- Page extract -
****

There's not a dairy farmer out there that does not know the rules concerning buying and selling of milk quota,especially the 5 year requirement prohibiting transferring of quota.Either they could not come up with another big loan for renovations or they never intended to in the first place.
I was a dairy farmer for over 35 years and we all should know the rules,don't have much use for the people that choose to try and circumvent them.

****

- Provided information -
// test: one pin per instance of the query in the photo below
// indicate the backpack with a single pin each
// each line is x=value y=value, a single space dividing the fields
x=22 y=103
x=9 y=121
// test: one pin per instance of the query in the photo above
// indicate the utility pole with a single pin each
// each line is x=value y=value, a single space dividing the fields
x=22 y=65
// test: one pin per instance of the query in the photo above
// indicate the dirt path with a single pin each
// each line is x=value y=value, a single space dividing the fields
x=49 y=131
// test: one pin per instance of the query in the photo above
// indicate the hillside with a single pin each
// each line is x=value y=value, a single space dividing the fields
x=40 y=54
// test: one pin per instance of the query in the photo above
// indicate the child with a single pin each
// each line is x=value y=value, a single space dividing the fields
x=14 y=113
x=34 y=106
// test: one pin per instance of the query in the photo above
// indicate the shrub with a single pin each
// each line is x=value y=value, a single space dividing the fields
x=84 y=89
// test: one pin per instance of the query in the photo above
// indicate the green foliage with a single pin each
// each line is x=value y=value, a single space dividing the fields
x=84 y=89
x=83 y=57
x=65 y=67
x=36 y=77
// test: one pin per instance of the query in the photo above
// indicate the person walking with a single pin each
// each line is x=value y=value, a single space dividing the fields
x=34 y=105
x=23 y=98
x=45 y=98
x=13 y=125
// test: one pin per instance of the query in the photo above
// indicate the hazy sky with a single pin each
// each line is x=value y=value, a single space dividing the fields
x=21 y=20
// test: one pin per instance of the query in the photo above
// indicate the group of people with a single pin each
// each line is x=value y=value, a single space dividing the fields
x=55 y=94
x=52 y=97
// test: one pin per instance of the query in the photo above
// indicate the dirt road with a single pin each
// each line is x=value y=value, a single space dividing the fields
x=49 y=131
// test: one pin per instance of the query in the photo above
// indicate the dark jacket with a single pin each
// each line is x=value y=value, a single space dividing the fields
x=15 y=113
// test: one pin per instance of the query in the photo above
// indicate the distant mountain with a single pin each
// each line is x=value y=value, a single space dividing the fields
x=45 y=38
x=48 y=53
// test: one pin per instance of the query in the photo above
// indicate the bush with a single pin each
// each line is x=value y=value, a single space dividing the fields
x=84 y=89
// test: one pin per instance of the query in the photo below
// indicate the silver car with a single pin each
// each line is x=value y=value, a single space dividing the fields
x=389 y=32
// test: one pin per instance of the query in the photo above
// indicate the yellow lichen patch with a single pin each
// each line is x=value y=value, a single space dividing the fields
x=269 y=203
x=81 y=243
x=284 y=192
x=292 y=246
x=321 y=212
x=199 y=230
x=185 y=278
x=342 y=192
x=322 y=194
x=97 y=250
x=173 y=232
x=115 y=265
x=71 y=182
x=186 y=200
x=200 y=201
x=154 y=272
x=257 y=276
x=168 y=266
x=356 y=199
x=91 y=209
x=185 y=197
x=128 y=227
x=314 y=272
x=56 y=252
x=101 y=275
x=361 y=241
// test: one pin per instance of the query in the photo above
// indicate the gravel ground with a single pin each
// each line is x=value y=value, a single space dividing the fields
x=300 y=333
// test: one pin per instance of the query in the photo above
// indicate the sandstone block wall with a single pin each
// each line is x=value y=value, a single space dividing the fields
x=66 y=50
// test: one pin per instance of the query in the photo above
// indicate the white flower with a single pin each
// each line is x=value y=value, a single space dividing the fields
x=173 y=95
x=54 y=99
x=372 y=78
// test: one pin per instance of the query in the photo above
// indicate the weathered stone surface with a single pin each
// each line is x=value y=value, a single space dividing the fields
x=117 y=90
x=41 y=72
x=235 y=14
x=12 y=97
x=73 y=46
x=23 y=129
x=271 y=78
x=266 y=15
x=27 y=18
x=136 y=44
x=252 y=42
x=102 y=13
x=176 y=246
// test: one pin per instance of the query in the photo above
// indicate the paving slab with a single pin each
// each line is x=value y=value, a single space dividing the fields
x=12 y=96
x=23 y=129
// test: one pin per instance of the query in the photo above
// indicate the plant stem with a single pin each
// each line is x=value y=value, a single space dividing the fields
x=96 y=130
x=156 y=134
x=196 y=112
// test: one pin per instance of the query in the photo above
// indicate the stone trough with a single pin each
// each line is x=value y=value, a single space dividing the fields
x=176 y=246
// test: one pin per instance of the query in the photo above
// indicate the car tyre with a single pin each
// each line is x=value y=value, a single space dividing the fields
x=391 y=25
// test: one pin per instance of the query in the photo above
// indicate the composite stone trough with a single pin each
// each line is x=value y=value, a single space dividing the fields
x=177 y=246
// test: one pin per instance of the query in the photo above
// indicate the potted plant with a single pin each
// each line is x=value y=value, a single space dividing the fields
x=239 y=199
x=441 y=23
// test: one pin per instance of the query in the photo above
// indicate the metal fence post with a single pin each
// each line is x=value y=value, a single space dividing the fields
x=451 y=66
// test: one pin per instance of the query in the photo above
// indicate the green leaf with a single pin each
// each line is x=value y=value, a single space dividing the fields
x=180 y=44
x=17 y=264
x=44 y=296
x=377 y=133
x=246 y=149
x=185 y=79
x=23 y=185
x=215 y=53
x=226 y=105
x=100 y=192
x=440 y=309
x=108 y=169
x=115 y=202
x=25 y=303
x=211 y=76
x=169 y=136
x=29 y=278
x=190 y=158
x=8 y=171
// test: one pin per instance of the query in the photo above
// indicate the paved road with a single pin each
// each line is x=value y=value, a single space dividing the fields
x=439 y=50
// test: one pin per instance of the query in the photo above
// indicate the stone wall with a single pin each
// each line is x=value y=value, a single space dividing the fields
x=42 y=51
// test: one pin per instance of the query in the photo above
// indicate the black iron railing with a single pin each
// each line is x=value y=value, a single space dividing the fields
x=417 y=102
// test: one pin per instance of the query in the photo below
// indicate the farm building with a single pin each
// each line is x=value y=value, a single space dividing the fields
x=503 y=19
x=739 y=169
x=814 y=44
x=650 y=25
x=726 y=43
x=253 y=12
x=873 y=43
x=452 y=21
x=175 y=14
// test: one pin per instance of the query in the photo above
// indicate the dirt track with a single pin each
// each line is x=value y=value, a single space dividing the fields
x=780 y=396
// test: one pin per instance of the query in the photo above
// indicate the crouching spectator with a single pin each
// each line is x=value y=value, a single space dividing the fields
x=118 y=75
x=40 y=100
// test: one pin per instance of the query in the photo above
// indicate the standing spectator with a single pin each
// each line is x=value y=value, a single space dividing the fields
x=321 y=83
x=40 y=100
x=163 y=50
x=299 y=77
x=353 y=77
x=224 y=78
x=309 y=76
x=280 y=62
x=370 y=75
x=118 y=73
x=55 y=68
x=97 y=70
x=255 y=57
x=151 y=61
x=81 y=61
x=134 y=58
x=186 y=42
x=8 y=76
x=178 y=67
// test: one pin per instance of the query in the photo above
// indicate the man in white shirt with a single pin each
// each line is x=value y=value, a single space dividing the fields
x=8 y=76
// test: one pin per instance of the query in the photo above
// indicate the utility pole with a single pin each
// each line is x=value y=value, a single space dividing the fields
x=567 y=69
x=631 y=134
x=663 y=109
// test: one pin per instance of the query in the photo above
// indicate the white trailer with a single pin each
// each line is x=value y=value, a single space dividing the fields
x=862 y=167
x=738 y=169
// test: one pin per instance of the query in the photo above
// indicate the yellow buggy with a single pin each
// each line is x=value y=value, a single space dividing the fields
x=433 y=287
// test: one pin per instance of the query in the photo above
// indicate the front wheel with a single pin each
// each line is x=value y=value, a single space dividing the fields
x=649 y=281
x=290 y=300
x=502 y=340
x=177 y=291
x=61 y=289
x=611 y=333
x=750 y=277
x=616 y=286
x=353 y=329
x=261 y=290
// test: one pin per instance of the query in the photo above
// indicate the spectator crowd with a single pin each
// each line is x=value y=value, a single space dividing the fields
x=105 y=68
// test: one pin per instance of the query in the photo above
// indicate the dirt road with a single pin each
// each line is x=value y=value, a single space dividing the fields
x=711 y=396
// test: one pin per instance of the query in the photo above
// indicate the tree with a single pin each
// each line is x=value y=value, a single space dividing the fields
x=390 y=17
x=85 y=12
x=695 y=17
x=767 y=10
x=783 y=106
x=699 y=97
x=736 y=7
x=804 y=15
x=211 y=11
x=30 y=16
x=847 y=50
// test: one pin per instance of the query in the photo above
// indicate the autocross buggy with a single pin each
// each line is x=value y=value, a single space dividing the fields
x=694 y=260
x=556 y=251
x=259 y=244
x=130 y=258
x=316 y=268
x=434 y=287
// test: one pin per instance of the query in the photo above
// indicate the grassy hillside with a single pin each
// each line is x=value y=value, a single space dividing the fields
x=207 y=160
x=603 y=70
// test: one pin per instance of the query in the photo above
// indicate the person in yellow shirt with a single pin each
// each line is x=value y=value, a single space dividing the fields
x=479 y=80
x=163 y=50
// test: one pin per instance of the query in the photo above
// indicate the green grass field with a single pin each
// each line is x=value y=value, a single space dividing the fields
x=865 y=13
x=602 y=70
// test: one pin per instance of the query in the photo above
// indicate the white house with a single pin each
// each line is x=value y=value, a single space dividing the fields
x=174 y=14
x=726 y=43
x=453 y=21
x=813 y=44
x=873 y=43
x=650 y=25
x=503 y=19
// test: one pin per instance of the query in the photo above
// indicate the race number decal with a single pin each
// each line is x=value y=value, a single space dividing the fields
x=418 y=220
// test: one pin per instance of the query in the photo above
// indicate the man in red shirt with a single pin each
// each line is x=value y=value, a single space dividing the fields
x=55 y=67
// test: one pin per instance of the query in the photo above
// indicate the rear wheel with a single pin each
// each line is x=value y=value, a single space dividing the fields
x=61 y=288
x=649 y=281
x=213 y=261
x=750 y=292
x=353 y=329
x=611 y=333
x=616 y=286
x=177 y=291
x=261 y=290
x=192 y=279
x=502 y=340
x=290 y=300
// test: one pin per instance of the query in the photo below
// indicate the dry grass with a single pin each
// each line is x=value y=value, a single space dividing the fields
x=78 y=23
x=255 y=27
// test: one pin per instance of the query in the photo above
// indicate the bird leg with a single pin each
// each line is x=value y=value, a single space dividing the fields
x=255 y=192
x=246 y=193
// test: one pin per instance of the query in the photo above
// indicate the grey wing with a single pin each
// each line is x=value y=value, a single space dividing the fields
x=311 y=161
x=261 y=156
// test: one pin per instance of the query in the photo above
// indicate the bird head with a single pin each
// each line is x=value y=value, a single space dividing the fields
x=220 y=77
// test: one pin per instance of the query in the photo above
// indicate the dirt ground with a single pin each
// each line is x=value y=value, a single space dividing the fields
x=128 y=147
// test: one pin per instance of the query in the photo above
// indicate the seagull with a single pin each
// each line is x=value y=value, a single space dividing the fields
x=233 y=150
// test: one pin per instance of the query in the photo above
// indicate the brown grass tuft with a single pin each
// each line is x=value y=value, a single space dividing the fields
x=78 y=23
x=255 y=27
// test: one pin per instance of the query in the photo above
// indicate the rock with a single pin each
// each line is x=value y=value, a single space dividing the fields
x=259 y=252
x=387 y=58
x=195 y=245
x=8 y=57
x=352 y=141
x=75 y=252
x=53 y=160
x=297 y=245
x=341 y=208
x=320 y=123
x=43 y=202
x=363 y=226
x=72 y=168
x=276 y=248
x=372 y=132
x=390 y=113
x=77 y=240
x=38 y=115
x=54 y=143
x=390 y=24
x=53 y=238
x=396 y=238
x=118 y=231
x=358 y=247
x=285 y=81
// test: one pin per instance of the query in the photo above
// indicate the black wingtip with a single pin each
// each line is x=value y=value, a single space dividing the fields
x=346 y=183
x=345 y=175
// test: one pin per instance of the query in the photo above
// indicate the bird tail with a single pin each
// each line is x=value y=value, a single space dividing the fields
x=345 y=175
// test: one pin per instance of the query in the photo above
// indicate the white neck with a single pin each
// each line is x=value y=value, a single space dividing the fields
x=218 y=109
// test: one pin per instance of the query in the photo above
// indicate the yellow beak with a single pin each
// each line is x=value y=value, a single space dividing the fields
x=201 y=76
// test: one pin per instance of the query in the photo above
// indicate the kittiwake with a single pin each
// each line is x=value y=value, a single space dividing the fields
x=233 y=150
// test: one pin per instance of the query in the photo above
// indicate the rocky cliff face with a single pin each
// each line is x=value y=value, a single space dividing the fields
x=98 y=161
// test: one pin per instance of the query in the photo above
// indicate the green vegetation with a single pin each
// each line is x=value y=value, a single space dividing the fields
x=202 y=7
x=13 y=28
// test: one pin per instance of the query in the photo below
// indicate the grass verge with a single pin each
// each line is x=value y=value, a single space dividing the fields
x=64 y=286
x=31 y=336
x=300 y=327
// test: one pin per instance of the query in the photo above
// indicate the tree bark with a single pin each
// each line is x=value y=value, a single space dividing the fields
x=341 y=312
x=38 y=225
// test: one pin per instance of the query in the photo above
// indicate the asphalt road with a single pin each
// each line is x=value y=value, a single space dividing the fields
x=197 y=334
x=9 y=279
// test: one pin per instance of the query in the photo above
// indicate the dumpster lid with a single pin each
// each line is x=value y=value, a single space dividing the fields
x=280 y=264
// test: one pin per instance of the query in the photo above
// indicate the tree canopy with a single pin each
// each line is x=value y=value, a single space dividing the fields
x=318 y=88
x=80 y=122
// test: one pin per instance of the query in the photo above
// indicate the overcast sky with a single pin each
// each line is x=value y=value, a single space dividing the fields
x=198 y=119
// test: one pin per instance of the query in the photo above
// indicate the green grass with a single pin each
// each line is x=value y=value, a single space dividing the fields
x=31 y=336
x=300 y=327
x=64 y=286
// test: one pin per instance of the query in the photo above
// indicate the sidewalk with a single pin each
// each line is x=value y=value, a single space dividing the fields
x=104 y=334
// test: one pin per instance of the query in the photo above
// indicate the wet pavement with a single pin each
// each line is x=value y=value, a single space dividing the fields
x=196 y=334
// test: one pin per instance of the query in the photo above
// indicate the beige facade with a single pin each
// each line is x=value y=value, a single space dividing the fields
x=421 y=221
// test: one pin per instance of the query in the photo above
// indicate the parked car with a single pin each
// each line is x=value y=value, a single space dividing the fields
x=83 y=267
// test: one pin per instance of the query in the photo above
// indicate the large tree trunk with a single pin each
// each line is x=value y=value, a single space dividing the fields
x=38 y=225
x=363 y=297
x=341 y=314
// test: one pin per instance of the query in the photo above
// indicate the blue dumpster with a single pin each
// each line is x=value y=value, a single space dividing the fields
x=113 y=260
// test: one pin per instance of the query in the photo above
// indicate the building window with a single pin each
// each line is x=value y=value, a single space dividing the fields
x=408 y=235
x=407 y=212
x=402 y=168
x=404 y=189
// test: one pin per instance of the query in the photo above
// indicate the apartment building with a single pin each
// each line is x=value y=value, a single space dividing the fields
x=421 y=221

****

- What the task asks -
Quote the milk quota comment from "There's not a" to "the first place.". Work only from the milk quota comment, not the material.

- Exercise response -
There's not a dairy farmer out there that does not know the rules concerning buying and selling of milk quota,especially the 5 year requirement prohibiting transferring of quota.Either they could not come up with another big loan for renovations or they never intended to in the first place.